■ **Instructions for the task**
Reproduce the material below line for line, without changing anything.

■ **Input**
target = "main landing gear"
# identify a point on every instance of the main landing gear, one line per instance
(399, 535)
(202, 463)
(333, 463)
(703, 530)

■ **Final result**
target = "main landing gear"
# identify a point on every instance of the main landing gear, one line per instance
(399, 535)
(202, 463)
(333, 463)
(703, 530)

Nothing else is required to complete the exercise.